_About this task_
Where does "cypress" occur in the listing? Copy every line that holds it.

_Supplied records_
-=-=-

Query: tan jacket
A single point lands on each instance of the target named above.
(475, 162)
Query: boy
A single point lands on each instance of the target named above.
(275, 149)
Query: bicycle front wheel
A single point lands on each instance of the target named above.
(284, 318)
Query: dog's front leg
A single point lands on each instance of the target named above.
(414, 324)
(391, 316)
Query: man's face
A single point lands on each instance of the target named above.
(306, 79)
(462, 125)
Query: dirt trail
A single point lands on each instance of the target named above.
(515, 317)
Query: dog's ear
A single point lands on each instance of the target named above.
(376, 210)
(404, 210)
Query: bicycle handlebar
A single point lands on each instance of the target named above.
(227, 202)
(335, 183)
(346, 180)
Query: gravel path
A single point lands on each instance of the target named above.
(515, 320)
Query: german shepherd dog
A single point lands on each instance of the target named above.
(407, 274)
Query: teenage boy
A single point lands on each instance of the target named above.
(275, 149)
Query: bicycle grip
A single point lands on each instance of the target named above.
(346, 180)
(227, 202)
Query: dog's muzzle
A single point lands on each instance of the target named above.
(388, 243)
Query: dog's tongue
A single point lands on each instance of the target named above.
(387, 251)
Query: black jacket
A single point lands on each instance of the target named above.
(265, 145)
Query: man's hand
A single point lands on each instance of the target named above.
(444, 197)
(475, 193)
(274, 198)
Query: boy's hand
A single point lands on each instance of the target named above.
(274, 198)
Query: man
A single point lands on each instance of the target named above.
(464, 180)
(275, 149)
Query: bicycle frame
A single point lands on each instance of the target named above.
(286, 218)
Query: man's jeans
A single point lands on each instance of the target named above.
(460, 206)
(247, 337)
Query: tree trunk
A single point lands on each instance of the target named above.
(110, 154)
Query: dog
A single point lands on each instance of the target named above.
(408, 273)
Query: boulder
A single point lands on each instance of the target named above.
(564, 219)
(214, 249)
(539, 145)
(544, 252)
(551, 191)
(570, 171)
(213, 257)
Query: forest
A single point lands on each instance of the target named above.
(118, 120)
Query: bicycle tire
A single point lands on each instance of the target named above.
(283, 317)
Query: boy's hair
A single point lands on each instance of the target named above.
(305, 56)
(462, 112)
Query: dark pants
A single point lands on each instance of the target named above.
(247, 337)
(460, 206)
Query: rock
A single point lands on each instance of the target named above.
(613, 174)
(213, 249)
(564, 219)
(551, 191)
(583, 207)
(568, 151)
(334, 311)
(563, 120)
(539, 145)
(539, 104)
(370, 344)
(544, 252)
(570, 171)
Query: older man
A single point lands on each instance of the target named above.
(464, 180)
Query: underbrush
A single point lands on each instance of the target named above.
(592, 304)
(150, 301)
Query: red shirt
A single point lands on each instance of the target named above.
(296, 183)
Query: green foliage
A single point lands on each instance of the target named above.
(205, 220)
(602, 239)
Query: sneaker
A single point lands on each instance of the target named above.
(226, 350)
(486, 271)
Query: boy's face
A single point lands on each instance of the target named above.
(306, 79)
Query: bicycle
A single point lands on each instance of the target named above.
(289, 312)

-=-=-

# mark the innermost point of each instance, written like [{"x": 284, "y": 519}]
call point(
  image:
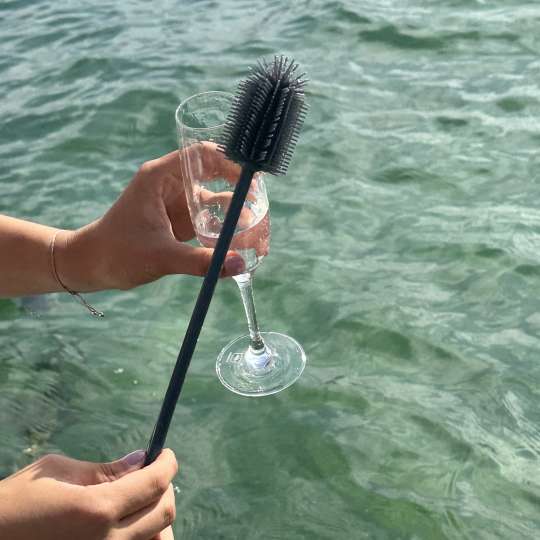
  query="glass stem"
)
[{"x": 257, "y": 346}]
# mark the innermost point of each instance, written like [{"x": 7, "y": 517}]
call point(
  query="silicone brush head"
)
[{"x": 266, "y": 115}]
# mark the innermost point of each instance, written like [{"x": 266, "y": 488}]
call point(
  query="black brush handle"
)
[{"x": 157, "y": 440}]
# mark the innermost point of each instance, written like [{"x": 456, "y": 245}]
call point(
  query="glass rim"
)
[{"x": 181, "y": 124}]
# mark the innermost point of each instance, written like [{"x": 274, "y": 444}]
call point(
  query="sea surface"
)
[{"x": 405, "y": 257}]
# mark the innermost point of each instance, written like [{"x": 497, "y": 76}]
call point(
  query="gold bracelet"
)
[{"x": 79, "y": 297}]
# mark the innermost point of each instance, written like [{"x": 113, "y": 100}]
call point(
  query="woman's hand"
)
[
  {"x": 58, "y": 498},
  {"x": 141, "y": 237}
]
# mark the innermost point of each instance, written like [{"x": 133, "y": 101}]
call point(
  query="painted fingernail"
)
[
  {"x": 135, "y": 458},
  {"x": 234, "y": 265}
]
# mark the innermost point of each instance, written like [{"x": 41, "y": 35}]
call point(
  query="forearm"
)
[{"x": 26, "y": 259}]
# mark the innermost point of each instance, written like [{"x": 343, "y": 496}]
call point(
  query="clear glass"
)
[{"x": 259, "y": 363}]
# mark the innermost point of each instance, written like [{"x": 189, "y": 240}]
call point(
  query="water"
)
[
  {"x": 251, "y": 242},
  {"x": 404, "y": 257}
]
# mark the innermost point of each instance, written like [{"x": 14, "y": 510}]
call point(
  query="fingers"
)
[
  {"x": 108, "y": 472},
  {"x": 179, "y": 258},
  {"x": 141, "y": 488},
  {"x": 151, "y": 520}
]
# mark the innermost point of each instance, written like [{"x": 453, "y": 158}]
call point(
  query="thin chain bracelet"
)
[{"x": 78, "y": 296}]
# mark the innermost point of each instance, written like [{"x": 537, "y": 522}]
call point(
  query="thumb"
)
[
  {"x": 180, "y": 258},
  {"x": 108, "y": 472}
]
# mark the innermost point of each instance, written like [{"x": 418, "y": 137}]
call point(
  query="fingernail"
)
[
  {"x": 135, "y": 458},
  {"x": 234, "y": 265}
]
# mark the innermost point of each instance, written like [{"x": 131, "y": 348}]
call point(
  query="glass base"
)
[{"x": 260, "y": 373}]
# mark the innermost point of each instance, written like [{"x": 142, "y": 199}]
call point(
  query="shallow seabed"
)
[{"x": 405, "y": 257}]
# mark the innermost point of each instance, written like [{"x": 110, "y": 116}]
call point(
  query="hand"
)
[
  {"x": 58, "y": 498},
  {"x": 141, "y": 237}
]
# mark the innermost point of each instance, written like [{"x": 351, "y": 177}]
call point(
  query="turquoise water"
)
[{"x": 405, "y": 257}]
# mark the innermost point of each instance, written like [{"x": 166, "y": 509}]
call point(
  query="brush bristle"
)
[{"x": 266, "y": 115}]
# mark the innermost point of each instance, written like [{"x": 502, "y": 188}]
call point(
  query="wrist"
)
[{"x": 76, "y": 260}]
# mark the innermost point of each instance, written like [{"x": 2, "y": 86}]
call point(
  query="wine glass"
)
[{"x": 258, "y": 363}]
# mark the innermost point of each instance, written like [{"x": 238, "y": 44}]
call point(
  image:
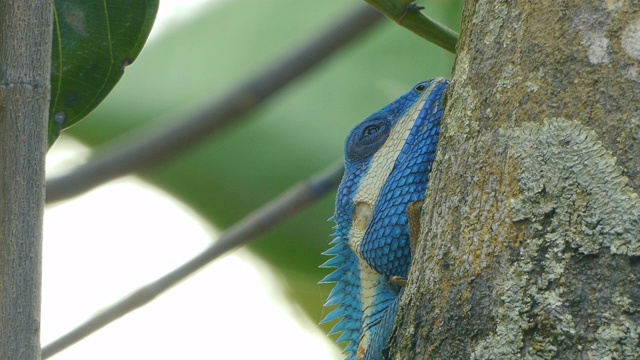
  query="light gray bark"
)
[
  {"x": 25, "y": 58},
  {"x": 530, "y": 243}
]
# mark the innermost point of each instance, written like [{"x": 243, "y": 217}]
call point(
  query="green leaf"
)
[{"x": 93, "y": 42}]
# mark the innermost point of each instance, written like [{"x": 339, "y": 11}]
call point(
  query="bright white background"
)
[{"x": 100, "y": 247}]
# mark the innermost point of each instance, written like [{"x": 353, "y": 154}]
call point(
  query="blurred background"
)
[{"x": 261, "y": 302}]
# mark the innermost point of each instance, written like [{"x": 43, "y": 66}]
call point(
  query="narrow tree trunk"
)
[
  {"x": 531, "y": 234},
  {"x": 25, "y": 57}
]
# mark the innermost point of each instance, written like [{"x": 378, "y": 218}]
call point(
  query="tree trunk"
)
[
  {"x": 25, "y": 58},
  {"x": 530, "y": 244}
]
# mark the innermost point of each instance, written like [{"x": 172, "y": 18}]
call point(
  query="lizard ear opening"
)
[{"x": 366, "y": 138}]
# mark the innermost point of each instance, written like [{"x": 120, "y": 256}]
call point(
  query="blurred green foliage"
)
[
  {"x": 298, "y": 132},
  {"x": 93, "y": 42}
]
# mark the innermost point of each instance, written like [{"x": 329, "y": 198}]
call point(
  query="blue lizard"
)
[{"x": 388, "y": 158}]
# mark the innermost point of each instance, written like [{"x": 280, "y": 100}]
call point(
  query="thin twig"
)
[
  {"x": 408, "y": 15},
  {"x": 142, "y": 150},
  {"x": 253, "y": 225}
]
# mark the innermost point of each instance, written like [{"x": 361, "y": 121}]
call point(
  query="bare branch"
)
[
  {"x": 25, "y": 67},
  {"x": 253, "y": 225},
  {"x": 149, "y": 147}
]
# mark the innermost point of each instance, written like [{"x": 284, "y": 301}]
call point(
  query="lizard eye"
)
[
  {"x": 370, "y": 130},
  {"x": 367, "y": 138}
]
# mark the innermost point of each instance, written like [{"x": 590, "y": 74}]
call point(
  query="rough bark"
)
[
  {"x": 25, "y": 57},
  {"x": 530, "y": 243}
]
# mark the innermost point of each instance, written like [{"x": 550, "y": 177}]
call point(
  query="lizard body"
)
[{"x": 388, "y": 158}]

-=-=-

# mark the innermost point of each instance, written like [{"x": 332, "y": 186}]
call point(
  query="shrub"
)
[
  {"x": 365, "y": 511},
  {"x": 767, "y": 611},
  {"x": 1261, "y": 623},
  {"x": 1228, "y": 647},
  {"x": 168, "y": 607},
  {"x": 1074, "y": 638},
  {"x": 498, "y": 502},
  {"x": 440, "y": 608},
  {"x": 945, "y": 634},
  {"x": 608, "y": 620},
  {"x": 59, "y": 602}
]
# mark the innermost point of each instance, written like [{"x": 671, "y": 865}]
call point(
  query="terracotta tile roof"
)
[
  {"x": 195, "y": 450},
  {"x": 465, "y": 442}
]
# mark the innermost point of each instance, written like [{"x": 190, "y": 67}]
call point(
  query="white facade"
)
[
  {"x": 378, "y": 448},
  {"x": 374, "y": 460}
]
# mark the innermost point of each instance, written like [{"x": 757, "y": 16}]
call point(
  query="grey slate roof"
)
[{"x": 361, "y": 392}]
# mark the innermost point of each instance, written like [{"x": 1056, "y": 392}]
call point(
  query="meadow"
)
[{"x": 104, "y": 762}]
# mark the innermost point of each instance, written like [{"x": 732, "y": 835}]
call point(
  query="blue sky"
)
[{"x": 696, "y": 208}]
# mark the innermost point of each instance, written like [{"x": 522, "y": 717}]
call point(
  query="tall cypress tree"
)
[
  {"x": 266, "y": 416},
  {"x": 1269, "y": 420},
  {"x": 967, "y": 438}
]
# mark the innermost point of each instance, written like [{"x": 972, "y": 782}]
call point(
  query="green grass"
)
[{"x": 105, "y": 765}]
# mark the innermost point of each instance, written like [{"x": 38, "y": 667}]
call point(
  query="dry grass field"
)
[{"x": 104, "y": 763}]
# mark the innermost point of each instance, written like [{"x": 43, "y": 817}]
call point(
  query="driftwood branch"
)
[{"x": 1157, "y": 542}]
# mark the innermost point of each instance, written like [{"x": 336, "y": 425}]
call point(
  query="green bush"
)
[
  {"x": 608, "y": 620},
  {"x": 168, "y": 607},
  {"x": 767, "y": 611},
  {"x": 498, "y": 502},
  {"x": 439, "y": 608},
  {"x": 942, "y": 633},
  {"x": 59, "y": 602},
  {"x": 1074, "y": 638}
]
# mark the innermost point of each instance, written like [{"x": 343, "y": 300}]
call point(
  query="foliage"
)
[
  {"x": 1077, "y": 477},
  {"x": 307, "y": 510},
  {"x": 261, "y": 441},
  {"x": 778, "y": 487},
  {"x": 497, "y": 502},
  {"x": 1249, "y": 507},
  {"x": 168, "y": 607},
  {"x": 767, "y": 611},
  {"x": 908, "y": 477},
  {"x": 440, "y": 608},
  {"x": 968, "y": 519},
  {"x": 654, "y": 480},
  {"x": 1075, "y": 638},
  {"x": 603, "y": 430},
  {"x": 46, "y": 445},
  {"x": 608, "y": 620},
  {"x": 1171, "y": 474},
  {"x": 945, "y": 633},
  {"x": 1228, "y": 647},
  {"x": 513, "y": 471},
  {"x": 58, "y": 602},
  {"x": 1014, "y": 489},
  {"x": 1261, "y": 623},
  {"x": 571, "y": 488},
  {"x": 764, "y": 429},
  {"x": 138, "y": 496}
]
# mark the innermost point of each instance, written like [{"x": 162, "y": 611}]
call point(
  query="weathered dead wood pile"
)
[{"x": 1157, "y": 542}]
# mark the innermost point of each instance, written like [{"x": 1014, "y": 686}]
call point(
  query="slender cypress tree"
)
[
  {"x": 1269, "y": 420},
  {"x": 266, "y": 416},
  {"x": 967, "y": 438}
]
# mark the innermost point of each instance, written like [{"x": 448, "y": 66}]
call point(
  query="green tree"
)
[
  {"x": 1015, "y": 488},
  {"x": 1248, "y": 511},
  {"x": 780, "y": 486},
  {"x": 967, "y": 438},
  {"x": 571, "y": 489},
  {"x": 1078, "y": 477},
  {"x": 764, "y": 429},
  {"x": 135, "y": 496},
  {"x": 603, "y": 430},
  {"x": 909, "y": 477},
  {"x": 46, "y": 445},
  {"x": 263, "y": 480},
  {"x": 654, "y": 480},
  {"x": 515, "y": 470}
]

-=-=-

_Response_
  query="tall cypress tree"
  query="slender cypress tree"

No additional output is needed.